▸ Given entries
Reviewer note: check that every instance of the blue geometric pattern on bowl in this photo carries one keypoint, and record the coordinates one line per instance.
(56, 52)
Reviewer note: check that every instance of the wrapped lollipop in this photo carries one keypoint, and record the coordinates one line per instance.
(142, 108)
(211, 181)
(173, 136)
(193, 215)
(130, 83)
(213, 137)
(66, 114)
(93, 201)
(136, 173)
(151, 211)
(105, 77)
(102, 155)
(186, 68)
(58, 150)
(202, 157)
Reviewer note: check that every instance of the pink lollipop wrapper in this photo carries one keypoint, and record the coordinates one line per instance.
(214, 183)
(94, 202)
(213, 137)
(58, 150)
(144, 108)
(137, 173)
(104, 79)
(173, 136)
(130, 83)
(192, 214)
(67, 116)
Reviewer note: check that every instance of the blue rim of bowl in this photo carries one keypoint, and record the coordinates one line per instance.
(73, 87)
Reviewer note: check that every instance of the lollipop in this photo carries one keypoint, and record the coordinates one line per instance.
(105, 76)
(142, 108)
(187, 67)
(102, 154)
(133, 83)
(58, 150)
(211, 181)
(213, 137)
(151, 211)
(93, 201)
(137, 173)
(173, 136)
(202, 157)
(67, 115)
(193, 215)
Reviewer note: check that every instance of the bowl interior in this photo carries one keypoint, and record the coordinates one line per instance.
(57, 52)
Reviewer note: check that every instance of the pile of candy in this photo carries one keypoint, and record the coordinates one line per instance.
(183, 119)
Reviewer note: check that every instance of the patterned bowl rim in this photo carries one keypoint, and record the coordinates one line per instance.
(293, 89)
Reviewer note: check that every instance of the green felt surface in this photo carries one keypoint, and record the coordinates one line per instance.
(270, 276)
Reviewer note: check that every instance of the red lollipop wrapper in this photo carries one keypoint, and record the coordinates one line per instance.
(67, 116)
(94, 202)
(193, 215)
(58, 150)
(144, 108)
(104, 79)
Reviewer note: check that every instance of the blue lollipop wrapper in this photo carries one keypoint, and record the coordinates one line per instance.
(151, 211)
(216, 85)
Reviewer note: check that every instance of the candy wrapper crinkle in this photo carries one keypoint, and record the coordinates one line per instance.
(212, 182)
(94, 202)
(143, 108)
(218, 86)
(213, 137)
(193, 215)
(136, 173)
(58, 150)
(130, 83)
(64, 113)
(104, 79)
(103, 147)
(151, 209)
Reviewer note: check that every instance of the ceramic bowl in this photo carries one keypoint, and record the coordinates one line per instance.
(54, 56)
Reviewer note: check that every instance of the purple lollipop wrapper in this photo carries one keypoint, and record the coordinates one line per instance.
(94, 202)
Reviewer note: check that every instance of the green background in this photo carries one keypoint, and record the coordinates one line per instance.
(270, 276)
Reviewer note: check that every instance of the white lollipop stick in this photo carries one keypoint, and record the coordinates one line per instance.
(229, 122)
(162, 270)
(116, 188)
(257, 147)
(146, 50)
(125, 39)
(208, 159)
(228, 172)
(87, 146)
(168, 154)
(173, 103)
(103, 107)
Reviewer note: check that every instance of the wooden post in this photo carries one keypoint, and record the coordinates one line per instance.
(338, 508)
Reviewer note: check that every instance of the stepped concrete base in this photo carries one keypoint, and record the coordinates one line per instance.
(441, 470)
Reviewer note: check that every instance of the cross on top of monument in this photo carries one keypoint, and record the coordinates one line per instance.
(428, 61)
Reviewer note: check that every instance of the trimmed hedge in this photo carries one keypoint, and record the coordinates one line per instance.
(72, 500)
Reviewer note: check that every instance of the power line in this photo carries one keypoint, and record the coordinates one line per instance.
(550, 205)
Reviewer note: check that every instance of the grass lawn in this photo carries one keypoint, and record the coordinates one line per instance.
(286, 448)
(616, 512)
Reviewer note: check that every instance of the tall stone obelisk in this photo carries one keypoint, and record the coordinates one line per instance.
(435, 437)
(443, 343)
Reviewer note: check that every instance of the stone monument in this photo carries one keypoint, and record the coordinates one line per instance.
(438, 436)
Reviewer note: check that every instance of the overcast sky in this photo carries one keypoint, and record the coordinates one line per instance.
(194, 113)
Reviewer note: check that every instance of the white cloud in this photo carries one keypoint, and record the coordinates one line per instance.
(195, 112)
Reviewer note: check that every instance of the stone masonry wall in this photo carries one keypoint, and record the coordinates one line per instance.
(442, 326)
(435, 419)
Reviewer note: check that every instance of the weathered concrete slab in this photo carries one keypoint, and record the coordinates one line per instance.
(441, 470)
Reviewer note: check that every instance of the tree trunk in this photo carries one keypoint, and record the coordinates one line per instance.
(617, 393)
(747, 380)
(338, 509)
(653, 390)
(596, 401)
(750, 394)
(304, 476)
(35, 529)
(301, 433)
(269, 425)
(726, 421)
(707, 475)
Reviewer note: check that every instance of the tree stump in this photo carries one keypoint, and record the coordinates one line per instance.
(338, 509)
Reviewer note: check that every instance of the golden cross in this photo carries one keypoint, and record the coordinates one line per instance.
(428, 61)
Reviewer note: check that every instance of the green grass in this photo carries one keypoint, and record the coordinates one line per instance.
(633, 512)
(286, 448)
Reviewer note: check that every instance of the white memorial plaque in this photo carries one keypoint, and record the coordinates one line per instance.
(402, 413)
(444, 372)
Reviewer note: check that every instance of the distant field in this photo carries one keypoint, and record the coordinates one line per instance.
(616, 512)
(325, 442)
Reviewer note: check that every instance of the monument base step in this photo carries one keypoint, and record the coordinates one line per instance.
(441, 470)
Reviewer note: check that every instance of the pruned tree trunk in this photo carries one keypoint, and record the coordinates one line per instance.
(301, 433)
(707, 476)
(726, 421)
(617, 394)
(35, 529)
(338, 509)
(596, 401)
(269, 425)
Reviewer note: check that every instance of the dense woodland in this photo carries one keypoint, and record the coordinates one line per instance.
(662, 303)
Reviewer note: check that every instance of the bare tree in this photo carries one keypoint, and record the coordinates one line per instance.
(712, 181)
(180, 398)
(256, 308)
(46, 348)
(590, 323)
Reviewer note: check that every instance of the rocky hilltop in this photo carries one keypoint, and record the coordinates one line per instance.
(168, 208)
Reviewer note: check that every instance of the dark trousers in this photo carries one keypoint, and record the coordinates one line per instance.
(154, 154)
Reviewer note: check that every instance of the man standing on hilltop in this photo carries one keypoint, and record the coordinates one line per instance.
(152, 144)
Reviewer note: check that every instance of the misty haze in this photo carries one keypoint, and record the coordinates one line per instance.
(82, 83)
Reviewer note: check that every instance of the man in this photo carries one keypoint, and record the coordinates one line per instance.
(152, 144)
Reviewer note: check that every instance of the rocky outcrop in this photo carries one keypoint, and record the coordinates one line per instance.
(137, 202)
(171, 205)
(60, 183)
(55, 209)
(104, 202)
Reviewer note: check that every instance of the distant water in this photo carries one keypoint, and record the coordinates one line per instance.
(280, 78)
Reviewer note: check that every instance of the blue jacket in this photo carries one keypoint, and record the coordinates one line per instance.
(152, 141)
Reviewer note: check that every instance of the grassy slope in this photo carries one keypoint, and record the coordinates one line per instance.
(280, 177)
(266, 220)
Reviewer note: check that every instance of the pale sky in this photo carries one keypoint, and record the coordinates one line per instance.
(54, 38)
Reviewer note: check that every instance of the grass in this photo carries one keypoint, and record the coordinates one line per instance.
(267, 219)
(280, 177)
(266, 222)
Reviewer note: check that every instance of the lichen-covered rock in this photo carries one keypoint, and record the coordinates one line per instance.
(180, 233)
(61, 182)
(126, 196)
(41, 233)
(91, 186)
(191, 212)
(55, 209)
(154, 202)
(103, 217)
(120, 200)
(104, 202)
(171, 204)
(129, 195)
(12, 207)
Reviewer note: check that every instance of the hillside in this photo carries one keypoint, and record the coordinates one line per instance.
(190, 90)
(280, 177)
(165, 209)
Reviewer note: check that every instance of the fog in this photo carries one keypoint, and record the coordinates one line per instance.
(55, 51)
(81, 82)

▸ Problem details
Exactly the lines from the one that holds "Reviewer note: check that every instance of the hillside" through the final line of the records above should be written out, and only those.

▸ Answer space
Reviewer note: check that every instance of the hillside in this photo carries one keypoint, and record the coordinates one line per instance.
(190, 90)
(280, 177)
(165, 209)
Reviewer note: check that every instance of the fog in this photo carries one keypoint, and record the coordinates one line per instance.
(55, 51)
(81, 82)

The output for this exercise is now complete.